▶ CONSIGNE
Renvoyez mot pour mot le passage du texte sur la dissolution du SAC qui commence aux mots « Le SAC sera dissous en » et s'arrête après « dissous l’année suivante. ».

▶ DOCUMENT SOURCE
-- -- --
Le SAC sera dissous en 1982, suite à l’affaire dite « d’Auriol ». A quelques jours du 10 mai 1981, François Mitterrand n'est pas encore président, et les membres du SAC de Marseille, réunis avec leurs patrons de Paris, se déchirent autour du très contesté chef local, le policier Jacques Massié. L'heure est grave. Les membres du SAC pensent souhaitable une victoire de la gauche contre Giscard. Ils imaginent que dans ce cas, le chaos qui s’ensuivra permettra le retour au pouvoir des gaullistes !... La suite sera horrible et pitoyable : Massié et les siens, y compris son fils de 8 ans, sont assassinés dans leur maison d'Auriol, près de Marseille, en juillet 1981. Qui a donné l'ordre ? L'Inspection générale de la police mènera l’enquête. C’est ainsi que le SAC sera dissous l’année suivante.
-- -- --
Lignes d'un jeu de données:
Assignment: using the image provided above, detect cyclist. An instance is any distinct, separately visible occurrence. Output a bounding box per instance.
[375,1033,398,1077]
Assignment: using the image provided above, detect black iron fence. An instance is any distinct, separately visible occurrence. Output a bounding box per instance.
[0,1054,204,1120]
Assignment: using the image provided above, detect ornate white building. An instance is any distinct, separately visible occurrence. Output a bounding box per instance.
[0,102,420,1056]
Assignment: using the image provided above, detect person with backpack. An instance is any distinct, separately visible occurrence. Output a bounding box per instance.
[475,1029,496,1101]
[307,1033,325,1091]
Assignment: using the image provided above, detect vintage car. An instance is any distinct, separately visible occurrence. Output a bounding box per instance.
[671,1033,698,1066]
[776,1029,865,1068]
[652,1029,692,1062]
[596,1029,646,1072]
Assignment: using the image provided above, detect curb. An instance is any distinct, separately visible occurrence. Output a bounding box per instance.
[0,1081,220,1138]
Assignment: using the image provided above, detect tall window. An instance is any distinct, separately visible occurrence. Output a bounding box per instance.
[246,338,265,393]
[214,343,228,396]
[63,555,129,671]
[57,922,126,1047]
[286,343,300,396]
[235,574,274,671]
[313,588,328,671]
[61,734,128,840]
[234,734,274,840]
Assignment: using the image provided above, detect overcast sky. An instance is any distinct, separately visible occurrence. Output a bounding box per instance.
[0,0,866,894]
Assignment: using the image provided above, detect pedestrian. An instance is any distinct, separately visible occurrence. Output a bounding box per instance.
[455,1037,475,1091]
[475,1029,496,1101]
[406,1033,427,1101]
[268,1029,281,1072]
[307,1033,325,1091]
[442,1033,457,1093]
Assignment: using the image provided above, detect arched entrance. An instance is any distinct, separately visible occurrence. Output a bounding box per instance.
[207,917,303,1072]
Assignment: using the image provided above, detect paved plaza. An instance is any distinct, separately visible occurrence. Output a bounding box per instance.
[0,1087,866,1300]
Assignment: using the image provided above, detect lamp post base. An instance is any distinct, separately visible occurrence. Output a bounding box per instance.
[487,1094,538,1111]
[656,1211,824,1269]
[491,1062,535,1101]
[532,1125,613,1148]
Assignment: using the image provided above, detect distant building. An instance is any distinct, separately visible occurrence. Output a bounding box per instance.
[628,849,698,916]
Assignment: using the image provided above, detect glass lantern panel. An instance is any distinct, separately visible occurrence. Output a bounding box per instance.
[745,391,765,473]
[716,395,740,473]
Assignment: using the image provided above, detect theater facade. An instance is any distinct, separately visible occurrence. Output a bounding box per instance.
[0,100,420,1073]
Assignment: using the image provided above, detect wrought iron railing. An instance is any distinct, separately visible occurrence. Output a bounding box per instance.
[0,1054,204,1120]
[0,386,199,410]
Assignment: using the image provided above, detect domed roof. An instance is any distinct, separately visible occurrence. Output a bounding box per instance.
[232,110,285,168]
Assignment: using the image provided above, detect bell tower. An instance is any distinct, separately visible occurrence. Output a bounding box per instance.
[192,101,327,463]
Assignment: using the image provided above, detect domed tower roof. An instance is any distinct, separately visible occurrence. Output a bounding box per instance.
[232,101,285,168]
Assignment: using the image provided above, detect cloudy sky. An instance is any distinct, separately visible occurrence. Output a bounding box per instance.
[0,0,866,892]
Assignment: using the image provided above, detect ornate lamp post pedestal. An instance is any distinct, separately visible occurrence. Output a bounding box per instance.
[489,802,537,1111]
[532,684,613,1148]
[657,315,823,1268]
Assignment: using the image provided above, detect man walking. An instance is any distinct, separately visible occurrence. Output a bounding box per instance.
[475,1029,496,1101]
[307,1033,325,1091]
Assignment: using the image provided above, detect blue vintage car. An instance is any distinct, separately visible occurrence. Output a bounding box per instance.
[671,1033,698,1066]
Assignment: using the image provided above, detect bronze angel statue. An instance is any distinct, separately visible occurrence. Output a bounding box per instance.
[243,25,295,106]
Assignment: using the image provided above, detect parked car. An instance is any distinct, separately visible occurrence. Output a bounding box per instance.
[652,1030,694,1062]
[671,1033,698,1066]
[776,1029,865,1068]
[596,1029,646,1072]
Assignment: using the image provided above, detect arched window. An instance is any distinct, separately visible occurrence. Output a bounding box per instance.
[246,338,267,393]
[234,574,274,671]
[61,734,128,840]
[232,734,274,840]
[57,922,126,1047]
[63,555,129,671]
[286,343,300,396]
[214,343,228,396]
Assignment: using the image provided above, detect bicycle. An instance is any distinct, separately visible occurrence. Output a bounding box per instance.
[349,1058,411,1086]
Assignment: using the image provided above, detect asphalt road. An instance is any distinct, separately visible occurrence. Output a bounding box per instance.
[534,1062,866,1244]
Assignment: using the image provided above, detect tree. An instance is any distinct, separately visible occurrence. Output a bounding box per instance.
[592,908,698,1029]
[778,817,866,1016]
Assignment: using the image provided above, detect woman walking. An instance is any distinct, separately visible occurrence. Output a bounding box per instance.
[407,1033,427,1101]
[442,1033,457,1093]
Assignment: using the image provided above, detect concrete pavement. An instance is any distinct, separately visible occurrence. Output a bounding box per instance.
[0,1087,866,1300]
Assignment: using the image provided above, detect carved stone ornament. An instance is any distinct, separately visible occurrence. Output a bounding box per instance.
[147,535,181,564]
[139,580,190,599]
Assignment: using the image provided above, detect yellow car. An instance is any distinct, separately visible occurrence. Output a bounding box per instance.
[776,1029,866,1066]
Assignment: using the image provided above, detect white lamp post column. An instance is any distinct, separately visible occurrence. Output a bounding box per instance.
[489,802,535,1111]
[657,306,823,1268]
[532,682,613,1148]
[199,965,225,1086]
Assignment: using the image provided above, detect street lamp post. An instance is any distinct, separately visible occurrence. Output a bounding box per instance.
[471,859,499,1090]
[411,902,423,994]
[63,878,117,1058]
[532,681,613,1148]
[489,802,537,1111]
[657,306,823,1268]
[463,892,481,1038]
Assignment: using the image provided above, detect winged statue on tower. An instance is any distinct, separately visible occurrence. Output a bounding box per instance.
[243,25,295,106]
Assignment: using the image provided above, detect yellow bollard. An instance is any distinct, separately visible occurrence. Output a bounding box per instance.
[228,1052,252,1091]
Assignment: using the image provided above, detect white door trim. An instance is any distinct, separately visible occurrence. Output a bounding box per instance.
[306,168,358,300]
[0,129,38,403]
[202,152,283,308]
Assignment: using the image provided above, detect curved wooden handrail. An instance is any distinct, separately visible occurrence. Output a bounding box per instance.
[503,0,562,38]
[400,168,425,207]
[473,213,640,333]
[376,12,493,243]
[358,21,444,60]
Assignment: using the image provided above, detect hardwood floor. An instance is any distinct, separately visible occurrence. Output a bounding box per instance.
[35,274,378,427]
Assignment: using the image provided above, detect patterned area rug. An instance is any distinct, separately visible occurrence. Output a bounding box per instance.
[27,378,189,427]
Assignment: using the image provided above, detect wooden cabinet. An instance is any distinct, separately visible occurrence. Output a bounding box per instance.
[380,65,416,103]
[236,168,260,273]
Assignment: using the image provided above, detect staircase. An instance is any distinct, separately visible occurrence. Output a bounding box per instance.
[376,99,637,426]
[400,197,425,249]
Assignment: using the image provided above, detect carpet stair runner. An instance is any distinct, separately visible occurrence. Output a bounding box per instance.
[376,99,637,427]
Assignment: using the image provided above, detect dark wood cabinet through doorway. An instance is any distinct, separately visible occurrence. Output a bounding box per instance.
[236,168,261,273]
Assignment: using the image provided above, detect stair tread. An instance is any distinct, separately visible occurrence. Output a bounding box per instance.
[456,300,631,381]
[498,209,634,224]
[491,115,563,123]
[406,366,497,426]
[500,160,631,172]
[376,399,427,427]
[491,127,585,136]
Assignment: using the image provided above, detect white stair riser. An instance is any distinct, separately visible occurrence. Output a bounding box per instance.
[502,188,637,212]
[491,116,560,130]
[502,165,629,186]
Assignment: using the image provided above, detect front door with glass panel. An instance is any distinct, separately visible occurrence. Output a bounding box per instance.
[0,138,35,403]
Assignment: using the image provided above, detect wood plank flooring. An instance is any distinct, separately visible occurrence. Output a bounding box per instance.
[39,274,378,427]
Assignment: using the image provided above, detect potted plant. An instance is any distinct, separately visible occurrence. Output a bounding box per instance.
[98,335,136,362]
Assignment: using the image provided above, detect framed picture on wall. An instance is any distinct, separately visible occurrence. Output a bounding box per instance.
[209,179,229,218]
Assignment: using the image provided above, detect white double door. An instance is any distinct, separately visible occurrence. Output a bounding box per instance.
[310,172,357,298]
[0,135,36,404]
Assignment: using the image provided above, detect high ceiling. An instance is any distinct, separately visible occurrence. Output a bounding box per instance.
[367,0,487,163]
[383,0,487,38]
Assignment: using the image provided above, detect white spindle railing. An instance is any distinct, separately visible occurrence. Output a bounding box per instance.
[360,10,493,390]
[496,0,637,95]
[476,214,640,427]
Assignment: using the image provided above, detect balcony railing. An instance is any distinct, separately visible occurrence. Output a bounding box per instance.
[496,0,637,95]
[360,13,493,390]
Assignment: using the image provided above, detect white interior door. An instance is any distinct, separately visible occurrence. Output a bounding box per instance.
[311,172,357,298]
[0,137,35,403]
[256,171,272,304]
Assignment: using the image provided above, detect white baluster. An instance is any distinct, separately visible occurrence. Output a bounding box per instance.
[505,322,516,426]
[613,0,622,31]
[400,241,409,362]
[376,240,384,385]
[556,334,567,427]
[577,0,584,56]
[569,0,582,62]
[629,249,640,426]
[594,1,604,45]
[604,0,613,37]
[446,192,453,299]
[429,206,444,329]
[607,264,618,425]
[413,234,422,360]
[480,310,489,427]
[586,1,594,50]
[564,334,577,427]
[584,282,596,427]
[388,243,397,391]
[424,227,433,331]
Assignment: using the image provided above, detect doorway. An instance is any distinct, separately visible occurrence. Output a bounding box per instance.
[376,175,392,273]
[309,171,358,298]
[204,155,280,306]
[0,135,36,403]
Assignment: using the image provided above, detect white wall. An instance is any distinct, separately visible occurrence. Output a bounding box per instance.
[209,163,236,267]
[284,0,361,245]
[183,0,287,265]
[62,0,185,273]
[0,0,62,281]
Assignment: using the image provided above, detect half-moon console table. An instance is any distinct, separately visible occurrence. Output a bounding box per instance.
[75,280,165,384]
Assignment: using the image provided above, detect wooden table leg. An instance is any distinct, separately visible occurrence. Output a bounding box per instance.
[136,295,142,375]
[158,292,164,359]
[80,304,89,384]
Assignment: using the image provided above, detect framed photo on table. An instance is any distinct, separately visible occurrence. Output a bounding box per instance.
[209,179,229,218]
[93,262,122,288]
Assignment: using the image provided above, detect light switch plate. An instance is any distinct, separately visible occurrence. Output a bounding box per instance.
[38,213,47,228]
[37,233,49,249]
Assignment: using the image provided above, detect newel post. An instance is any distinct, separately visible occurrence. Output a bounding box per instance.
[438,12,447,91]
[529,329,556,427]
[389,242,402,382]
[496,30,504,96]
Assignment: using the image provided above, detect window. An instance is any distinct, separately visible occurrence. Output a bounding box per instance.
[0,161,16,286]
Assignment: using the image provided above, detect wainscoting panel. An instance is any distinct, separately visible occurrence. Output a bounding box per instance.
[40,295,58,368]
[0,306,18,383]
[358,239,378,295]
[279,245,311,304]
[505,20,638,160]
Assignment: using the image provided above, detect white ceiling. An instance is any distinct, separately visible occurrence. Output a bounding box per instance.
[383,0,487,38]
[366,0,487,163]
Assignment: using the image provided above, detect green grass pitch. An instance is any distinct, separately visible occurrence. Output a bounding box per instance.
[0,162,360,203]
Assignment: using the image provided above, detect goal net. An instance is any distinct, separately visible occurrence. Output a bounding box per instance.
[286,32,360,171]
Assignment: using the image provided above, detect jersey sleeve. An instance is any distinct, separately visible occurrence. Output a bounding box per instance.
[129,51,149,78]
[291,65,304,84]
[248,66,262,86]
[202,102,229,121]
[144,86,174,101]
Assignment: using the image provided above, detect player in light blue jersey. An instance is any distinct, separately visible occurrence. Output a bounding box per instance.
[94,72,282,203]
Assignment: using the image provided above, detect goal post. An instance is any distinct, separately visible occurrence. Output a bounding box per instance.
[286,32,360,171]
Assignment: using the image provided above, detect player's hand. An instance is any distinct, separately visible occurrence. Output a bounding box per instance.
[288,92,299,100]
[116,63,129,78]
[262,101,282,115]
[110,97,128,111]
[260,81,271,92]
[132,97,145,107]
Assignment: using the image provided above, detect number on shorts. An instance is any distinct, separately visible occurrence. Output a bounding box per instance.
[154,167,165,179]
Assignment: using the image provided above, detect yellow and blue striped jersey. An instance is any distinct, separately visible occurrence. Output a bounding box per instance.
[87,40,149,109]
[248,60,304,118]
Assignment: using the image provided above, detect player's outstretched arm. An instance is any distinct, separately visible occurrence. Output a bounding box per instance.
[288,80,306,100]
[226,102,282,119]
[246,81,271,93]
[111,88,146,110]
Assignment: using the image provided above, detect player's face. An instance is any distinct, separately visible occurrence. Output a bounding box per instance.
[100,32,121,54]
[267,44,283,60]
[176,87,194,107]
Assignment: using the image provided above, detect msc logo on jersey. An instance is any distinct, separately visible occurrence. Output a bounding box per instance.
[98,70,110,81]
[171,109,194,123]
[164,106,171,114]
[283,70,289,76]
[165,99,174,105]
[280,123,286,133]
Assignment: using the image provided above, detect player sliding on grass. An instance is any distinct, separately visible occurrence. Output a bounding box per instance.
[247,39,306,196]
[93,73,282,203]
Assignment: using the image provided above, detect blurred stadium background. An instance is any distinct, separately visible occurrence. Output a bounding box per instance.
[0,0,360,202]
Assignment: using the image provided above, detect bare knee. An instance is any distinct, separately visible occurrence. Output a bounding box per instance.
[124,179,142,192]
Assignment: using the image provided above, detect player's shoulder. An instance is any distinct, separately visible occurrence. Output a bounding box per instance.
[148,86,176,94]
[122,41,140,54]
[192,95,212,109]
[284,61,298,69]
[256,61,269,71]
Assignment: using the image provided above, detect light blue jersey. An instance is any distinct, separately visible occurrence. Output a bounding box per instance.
-- -- --
▶ CORRIGÉ
Le SAC sera dissous en 1982, suite à l’affaire dite « d’Auriol ». A quelques jours du 10 mai 1981, François Mitterrand n'est pas encore président, et les membres du SAC de Marseille, réunis avec leurs patrons de Paris, se déchirent autour du très contesté chef local, le policier Jacques Massié. L'heure est grave. Les membres du SAC pensent souhaitable une victoire de la gauche contre Giscard. Ils imaginent que dans ce cas, le chaos qui s’ensuivra permettra le retour au pouvoir des gaullistes !... La suite sera horrible et pitoyable : Massié et les siens, y compris son fils de 8 ans, sont assassinés dans leur maison d'Auriol, près de Marseille, en juillet 1981. Qui a donné l'ordre ? L'Inspection générale de la police mènera l’enquête. C’est ainsi que le SAC sera dissous l’année suivante.